Can you retype each of the rows below exactly, character for character?

---+---

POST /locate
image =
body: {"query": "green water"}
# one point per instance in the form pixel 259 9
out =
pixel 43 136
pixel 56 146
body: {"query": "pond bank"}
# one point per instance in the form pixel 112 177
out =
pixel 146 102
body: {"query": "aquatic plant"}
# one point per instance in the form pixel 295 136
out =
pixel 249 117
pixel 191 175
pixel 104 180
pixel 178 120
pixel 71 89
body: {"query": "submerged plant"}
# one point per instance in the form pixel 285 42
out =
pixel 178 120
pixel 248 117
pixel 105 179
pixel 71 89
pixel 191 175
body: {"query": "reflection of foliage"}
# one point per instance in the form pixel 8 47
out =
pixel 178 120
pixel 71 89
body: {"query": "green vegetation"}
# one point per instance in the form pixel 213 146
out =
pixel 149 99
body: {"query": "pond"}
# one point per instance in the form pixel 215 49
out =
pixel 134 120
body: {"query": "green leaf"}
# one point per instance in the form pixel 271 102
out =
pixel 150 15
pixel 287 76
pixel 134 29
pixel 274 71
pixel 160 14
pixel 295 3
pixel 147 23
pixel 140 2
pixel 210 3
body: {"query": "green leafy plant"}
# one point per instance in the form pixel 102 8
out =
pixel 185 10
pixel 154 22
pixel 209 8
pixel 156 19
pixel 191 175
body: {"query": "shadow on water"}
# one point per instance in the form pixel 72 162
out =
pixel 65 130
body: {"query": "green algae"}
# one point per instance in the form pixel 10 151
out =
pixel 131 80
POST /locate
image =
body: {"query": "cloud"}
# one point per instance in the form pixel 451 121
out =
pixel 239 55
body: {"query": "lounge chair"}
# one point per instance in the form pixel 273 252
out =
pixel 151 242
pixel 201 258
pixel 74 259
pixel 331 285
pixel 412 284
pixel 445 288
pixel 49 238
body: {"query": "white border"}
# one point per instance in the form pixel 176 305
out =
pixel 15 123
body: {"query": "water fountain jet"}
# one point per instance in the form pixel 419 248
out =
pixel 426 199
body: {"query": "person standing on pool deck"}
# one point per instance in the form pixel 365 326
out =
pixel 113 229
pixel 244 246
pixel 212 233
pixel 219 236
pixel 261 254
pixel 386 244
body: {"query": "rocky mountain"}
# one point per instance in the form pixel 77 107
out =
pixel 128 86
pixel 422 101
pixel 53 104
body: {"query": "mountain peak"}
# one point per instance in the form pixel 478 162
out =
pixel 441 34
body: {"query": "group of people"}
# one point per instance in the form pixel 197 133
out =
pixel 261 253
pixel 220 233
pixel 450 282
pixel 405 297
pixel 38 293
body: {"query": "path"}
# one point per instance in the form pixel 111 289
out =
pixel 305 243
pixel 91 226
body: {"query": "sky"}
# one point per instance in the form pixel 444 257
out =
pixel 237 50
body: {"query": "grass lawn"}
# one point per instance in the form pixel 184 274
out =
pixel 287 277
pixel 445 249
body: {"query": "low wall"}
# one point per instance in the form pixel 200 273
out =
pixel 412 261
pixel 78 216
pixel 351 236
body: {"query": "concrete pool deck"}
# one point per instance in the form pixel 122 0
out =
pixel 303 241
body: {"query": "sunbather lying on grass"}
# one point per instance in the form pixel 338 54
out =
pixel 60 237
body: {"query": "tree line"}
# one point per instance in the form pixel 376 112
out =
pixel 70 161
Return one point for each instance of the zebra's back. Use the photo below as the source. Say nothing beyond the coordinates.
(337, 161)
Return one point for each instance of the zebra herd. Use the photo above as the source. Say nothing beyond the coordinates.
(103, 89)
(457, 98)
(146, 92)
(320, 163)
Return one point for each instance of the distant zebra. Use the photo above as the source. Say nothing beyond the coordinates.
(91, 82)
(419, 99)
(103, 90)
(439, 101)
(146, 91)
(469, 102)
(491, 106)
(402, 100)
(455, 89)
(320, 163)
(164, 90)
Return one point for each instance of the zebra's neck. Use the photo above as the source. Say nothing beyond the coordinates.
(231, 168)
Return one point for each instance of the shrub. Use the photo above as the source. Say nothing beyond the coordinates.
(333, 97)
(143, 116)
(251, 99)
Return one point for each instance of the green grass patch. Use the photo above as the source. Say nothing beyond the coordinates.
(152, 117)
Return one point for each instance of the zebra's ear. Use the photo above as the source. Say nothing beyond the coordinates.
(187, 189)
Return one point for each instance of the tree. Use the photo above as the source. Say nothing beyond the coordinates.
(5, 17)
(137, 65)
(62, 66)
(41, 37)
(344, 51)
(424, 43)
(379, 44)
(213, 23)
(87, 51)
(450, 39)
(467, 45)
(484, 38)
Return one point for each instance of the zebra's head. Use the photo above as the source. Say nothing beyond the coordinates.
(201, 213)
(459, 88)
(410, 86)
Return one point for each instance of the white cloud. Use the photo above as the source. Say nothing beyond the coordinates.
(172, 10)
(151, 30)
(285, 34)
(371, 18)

---+---

● **RESPONSE**
POST /locate
image =
body: {"query": "green water"}
# one point per instance in the form pixel 259 9
out =
pixel 43 136
pixel 56 146
body: {"query": "pond bank"}
# one point per instance in the form pixel 112 177
out =
pixel 146 102
body: {"query": "aquatic plant"}
# one point per instance in the form pixel 295 136
out =
pixel 249 117
pixel 191 175
pixel 104 180
pixel 178 120
pixel 71 89
body: {"query": "submerged plant"}
# one point per instance in the form pixel 285 42
out =
pixel 178 120
pixel 248 117
pixel 105 179
pixel 71 89
pixel 191 175
body: {"query": "reflection of foliage"}
# one point per instance in the form pixel 8 47
out =
pixel 178 120
pixel 71 89
body: {"query": "green vegetation"}
# one point per instance in the form pixel 213 146
out =
pixel 149 99
body: {"query": "pond"}
# one point per instance in the form pixel 215 49
out =
pixel 134 120
body: {"query": "green leaf"}
# one point per instance in the form pixel 271 102
out =
pixel 150 15
pixel 287 76
pixel 134 29
pixel 274 71
pixel 160 14
pixel 295 3
pixel 147 23
pixel 140 2
pixel 210 3
body: {"query": "green leafy plant"}
# one point per instance in the form pixel 102 8
out =
pixel 185 10
pixel 154 22
pixel 209 8
pixel 156 19
pixel 191 175
body: {"query": "shadow on water"}
# one point per instance in the form pixel 72 162
out =
pixel 65 130
body: {"query": "green algae"}
# one point per instance in the form pixel 10 151
out =
pixel 131 80
POST /locate
image =
body: {"query": "cloud"}
# one point per instance in the form pixel 451 121
out =
pixel 239 55
body: {"query": "lounge chair"}
# one point per instance in the form pixel 273 252
out =
pixel 151 242
pixel 201 258
pixel 74 259
pixel 331 285
pixel 412 284
pixel 445 288
pixel 49 238
body: {"query": "white border"}
# one point per instance in the form pixel 176 305
out =
pixel 15 123
body: {"query": "water fountain jet"}
# one point per instance in the form pixel 419 248
out =
pixel 426 199
body: {"query": "person standing on pool deck"}
# one point per instance in the form pixel 365 326
out =
pixel 113 229
pixel 244 246
pixel 212 233
pixel 219 236
pixel 261 254
pixel 386 244
body: {"query": "rocky mountain"}
# one point per instance in the form pixel 77 107
out =
pixel 128 86
pixel 422 101
pixel 53 104
body: {"query": "mountain peak"}
# one point per instance in the form pixel 478 162
out =
pixel 441 34
body: {"query": "group of people"}
# one point per instance in the form pixel 197 133
out =
pixel 261 253
pixel 220 233
pixel 450 282
pixel 405 297
pixel 38 293
body: {"query": "path"}
# one point per instance in the form pixel 111 289
out =
pixel 305 243
pixel 91 226
body: {"query": "sky"}
# one point per instance in the form pixel 444 257
out =
pixel 237 50
body: {"query": "grass lawn"}
# one point per instance in the form pixel 184 274
out =
pixel 287 277
pixel 445 249
body: {"query": "low wall"}
# one point per instance in the form pixel 200 273
out =
pixel 412 261
pixel 78 216
pixel 351 236
body: {"query": "concrete pool deck"}
# one point per instance in the form pixel 122 0
out =
pixel 303 241
body: {"query": "sunbather lying on grass"}
# one point per instance in the form pixel 338 54
out =
pixel 60 237
body: {"query": "tree line"}
# one point per instance in the form pixel 376 112
out =
pixel 70 161
Return one point for each instance of the zebra's back. Use the photo below as the source. Say nothing beyond the coordinates.
(337, 161)
Return one point for each instance of the zebra herd. Use the photo above as the source. Say nothing beyond the coordinates.
(103, 89)
(457, 98)
(146, 92)
(320, 163)
Return one point for each instance of the distant zebra. Use the photo above as the source. Say nothing beyond the coordinates.
(91, 82)
(419, 99)
(103, 90)
(439, 101)
(146, 91)
(469, 102)
(491, 106)
(402, 100)
(455, 89)
(320, 163)
(164, 90)
Return one point for each instance of the zebra's neck. Use the photo above as the source. Say nothing beyond the coordinates.
(231, 168)
Return one point for each instance of the shrub. Use the photo above as the source. Say nothing beyond the coordinates.
(333, 97)
(143, 116)
(251, 99)
Return one point for each instance of the green grass patch. Use the photo above as the source. Say nothing beyond the coordinates.
(152, 117)
Return one point for each instance of the zebra's ear. Use the photo above as the source. Say nothing beyond the coordinates.
(187, 189)
Return one point for each instance of the tree. Use the photo above as the source. Say nothing beyond the coordinates.
(5, 17)
(137, 65)
(62, 66)
(41, 37)
(344, 51)
(424, 43)
(379, 44)
(213, 23)
(87, 51)
(450, 39)
(467, 45)
(484, 38)
Return one point for each instance of the zebra's head. Use the photo above as the source. Say nothing beyond the coordinates.
(201, 213)
(459, 88)
(410, 86)
Return one point for each instance of the white cloud. Use the photo above as the source. Say nothing beyond the coordinates.
(172, 10)
(151, 30)
(285, 34)
(371, 18)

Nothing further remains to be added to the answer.